═════ ENTRIES PROVIDED

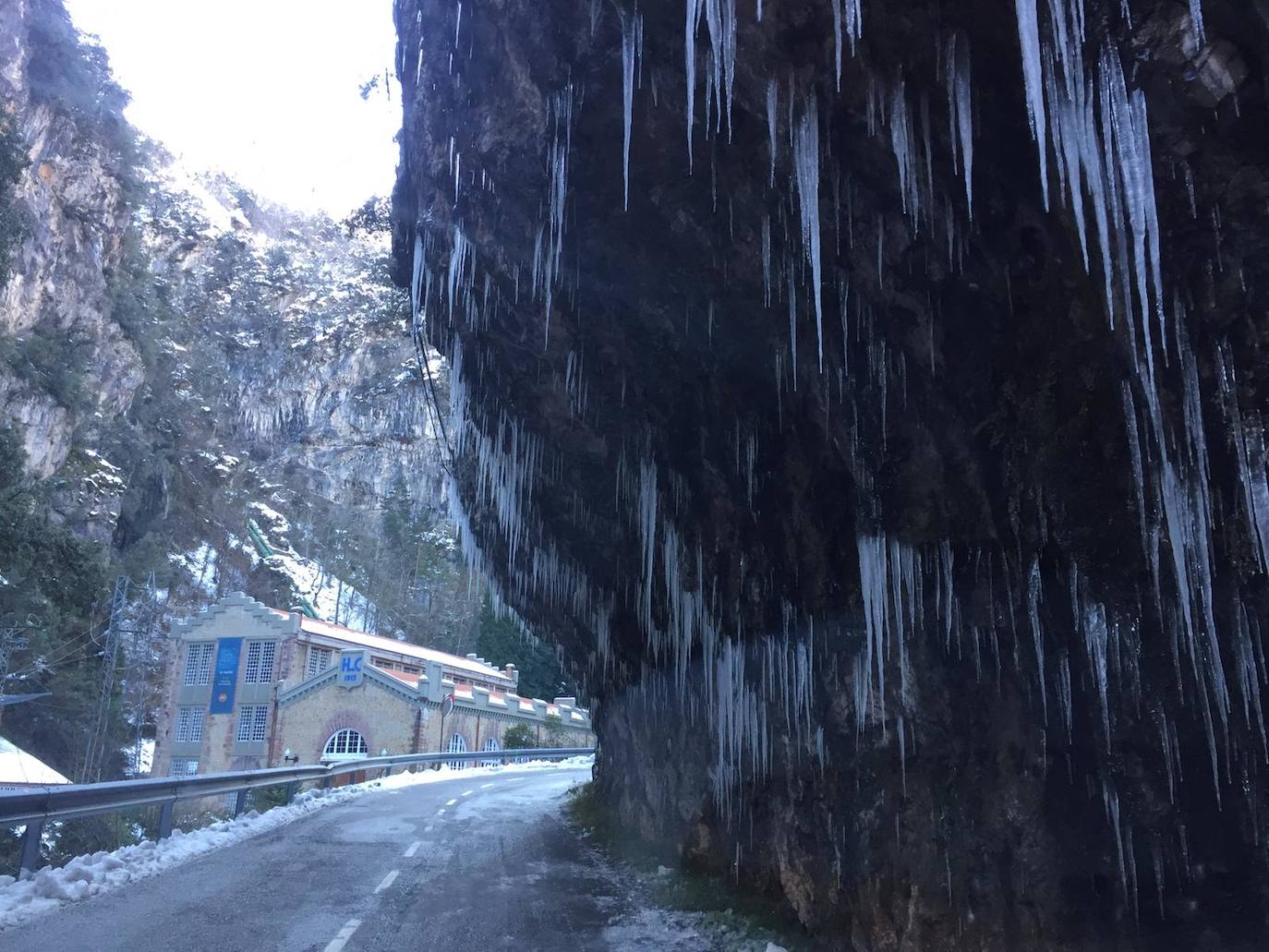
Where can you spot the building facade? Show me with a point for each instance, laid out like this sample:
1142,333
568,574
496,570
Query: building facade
251,686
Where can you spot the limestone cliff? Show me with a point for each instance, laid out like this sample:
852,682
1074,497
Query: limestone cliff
73,207
869,399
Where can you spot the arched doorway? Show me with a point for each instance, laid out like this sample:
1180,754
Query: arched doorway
344,745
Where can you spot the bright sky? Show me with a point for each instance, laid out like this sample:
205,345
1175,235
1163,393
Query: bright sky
265,90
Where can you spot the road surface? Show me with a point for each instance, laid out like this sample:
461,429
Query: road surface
474,863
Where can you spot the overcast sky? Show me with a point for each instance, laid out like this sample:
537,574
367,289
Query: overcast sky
265,90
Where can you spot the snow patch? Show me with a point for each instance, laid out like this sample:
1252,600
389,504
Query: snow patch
91,874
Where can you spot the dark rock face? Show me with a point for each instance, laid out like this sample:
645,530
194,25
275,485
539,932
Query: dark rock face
892,467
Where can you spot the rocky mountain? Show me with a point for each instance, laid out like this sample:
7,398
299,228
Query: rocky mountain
209,390
871,399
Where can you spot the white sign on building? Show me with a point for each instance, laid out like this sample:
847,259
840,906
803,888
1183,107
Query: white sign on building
352,668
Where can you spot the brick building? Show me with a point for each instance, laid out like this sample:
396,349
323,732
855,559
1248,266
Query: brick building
250,686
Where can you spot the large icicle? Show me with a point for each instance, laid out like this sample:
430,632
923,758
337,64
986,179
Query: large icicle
632,38
806,169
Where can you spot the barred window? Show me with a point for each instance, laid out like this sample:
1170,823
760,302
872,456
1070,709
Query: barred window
253,722
457,745
259,661
189,724
319,660
344,744
199,663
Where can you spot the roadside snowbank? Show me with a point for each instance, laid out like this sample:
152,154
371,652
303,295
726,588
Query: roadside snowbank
91,874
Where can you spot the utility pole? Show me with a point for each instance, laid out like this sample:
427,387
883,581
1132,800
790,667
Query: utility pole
141,657
99,732
9,643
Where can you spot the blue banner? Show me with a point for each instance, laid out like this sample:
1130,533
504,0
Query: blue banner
224,677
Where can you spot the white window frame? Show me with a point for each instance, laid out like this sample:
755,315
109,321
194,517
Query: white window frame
199,663
260,657
344,744
253,724
457,745
490,744
319,660
189,724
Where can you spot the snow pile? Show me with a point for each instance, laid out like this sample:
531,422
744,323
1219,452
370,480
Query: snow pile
91,874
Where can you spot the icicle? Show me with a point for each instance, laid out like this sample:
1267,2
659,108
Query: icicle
961,111
772,98
632,32
1197,19
806,164
1028,36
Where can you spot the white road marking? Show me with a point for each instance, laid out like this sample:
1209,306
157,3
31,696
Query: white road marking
343,935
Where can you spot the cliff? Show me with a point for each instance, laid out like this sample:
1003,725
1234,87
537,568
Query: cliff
869,400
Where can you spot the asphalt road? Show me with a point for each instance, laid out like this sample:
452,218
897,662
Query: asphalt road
474,863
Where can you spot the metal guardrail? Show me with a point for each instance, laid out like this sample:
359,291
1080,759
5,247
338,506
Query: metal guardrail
40,805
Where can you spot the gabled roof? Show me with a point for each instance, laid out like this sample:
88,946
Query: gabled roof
362,639
389,681
19,766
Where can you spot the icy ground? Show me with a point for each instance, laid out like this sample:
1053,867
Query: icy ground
91,874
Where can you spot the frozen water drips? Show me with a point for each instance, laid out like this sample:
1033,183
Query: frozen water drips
1034,592
1197,20
772,108
961,111
806,169
1028,36
632,43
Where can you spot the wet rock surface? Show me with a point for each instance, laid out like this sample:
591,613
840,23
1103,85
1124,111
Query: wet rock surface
910,534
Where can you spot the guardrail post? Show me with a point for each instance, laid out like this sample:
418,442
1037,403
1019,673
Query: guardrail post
165,819
30,848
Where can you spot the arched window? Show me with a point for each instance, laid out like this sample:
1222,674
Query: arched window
490,744
344,745
457,745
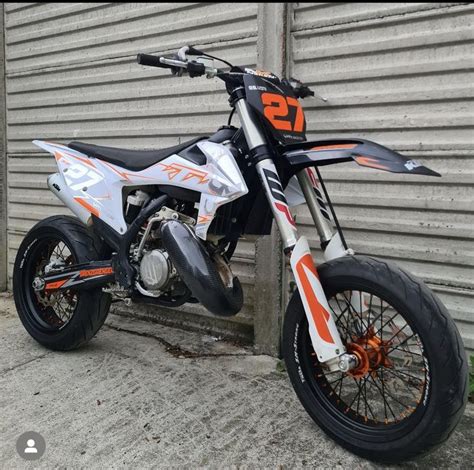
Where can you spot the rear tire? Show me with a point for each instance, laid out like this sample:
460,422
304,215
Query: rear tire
82,313
443,393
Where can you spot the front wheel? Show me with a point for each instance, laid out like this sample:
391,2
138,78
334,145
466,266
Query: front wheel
410,388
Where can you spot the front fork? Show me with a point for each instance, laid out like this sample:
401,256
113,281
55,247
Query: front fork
324,335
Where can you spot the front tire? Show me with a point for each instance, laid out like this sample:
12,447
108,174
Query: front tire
67,319
421,350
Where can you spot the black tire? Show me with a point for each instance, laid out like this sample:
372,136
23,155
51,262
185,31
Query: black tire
87,309
444,394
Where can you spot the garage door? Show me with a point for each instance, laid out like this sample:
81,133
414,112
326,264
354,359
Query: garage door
401,75
72,75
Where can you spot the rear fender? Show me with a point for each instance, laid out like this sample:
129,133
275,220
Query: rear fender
363,152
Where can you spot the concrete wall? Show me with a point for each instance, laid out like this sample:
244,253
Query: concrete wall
396,73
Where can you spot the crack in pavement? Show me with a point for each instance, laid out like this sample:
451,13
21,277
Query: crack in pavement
9,369
174,349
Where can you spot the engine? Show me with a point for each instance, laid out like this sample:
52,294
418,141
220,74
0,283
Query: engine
156,270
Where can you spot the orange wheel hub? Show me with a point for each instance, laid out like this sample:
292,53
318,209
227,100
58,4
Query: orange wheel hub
371,352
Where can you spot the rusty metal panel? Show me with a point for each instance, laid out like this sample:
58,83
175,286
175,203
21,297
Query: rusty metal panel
401,75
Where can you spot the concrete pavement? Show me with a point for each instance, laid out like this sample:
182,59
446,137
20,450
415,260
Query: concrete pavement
143,395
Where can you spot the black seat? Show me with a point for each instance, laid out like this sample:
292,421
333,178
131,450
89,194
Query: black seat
134,160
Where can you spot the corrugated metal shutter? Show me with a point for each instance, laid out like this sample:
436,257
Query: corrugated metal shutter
72,74
399,74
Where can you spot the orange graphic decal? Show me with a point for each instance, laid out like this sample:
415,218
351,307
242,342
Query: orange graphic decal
96,272
204,219
318,312
370,162
334,147
172,170
200,175
284,208
55,285
175,169
87,206
277,106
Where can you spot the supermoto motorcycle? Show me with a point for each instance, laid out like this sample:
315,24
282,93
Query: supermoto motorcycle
372,354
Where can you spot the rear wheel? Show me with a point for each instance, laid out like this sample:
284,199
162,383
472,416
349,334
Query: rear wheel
65,319
409,390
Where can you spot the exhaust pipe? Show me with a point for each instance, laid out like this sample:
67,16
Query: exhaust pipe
199,272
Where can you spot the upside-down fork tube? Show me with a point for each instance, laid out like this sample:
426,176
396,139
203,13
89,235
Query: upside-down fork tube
324,335
77,277
322,328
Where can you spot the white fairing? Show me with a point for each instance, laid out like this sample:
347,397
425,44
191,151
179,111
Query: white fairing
293,193
92,186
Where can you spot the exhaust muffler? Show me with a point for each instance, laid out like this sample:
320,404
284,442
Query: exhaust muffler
199,272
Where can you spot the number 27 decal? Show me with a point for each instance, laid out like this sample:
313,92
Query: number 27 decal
276,108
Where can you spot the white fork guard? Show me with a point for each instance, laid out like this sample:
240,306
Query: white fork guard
324,335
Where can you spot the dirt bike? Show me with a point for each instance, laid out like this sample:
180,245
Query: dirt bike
371,352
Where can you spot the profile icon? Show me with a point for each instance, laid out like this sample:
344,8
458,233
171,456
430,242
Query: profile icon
30,447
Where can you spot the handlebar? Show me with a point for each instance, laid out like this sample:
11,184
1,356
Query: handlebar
179,64
151,61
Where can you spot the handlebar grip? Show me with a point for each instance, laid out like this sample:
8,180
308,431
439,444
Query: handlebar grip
152,61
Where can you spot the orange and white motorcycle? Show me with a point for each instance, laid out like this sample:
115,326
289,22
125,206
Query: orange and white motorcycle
371,352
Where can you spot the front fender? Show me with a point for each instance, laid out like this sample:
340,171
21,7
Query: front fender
364,152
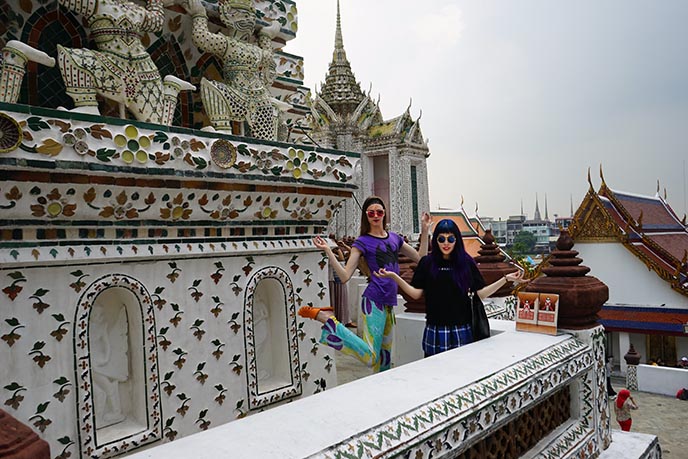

══════════

Collect every line in the rows that contains the string "sign". Case counts.

■ **FINAL RESULT**:
Where can you spot the white sign on building? Show me with a point for each instance, laid out like this sample:
Query: white sign on building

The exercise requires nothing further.